SOURCE INFORMATION Start Marker

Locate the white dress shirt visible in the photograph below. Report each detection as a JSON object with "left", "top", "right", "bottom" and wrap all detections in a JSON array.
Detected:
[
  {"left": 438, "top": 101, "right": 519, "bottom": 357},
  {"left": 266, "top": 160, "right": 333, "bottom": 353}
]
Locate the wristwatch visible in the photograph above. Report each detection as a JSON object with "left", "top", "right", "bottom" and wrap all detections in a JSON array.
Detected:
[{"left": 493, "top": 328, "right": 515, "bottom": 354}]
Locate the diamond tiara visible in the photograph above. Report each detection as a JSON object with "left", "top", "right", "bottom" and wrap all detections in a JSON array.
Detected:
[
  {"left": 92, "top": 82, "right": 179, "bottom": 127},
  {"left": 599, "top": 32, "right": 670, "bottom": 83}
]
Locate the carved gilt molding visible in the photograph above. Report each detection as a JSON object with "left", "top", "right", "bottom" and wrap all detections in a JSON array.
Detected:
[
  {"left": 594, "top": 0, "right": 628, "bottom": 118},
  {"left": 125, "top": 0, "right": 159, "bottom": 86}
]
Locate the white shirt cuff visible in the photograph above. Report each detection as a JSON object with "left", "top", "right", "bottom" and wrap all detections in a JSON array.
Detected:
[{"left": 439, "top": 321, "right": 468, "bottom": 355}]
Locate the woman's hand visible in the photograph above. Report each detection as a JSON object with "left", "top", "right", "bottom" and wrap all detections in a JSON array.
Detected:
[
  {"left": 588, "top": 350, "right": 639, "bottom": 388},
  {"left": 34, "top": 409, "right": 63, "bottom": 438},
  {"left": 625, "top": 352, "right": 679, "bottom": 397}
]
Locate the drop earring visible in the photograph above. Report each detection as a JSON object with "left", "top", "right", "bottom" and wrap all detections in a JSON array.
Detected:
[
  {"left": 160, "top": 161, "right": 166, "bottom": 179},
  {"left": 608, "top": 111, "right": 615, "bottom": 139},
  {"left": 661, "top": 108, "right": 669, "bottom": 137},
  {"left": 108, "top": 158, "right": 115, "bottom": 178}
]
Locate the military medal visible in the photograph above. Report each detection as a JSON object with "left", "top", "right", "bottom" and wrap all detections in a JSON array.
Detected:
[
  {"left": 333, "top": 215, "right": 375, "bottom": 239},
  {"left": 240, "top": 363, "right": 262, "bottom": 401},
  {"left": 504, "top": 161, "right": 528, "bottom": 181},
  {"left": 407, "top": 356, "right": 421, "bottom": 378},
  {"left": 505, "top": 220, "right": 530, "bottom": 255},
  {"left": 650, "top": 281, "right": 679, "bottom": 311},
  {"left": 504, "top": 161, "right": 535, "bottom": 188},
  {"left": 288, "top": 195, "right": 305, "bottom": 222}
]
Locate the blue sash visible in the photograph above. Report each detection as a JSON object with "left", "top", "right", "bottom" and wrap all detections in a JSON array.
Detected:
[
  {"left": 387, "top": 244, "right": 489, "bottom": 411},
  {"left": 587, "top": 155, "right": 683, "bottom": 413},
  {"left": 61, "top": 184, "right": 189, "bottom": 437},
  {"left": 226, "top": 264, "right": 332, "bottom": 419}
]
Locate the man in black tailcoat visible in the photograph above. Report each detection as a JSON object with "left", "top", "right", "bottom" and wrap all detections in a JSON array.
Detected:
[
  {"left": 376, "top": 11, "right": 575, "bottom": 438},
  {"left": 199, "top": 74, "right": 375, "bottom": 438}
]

SOURCE INFORMATION End Marker

> [WHAT YOU HAVE TO DO]
Could every record be printed again exactly as it reads?

> [RESPONSE TO THE TASK]
Locate the white dress shirt visible in the photograph below. Report each detection as a JSON object with "left", "top", "right", "bottom" and wrap all detections in a JSON array.
Detected:
[
  {"left": 438, "top": 101, "right": 519, "bottom": 357},
  {"left": 266, "top": 160, "right": 333, "bottom": 353}
]
Locate the wristwatch visible in the photograph above. Report each detection as a JSON object with "left", "top", "right", "bottom" and wrap all detections in a JSON array.
Detected:
[{"left": 493, "top": 328, "right": 515, "bottom": 354}]
Locate the diamond tiara visible in the photograph above. Report each detection as a JSON object with "left", "top", "right", "bottom" and wrap all detections in a JSON array.
Detected:
[
  {"left": 92, "top": 82, "right": 179, "bottom": 127},
  {"left": 599, "top": 32, "right": 670, "bottom": 83}
]
Locate the carved gilt molding visible in the photograph above. Report each detection as a JSON object with "left", "top", "right", "bottom" and wrap all detections in a JSON array.
Detected:
[
  {"left": 594, "top": 0, "right": 628, "bottom": 118},
  {"left": 125, "top": 0, "right": 159, "bottom": 86}
]
Locate the white shirt cuff visible in the photograph above. Report each detection as a JSON object with "left", "top", "right", "bottom" and wrap all detections in a JSON array.
Detected:
[{"left": 439, "top": 321, "right": 468, "bottom": 355}]
Locate the woman's hand visible in the photograph above. Report each detection as a JSON object with "left", "top", "right", "bottom" and wrap all detections in a JSON array.
Detected:
[
  {"left": 588, "top": 350, "right": 639, "bottom": 388},
  {"left": 34, "top": 409, "right": 63, "bottom": 438},
  {"left": 625, "top": 352, "right": 679, "bottom": 397}
]
Locate the drop earring visible in the photograph above. Report each detection as a JSON object with "left", "top", "right", "bottom" and wrap all detections in a JSON array.
Detected:
[
  {"left": 160, "top": 161, "right": 166, "bottom": 179},
  {"left": 608, "top": 111, "right": 615, "bottom": 139},
  {"left": 661, "top": 108, "right": 669, "bottom": 137},
  {"left": 108, "top": 158, "right": 115, "bottom": 178}
]
Locate the military medal visible in the photograph above. Report each detection as a JSON object with "left", "top", "right", "bottom" and wrap all detections in a JSON array.
Detected:
[
  {"left": 333, "top": 215, "right": 375, "bottom": 239},
  {"left": 240, "top": 363, "right": 262, "bottom": 401},
  {"left": 504, "top": 161, "right": 528, "bottom": 181},
  {"left": 407, "top": 356, "right": 421, "bottom": 378},
  {"left": 505, "top": 220, "right": 530, "bottom": 255},
  {"left": 650, "top": 281, "right": 679, "bottom": 311},
  {"left": 504, "top": 161, "right": 535, "bottom": 188},
  {"left": 288, "top": 195, "right": 305, "bottom": 222}
]
Locate the blue sash visible in the photograph above. Report each detection as a JSON object with "left", "top", "right", "bottom" and wrap all detections in a JSON array.
Detected:
[
  {"left": 387, "top": 244, "right": 489, "bottom": 411},
  {"left": 587, "top": 155, "right": 683, "bottom": 413},
  {"left": 61, "top": 184, "right": 189, "bottom": 437},
  {"left": 226, "top": 264, "right": 332, "bottom": 419}
]
Locate the man in black tailcoat visible in the photograph above. Report each detection as a JSON object with "left", "top", "right", "bottom" and wrap all detections in a JSON array.
Detected:
[
  {"left": 376, "top": 11, "right": 575, "bottom": 438},
  {"left": 199, "top": 74, "right": 375, "bottom": 438}
]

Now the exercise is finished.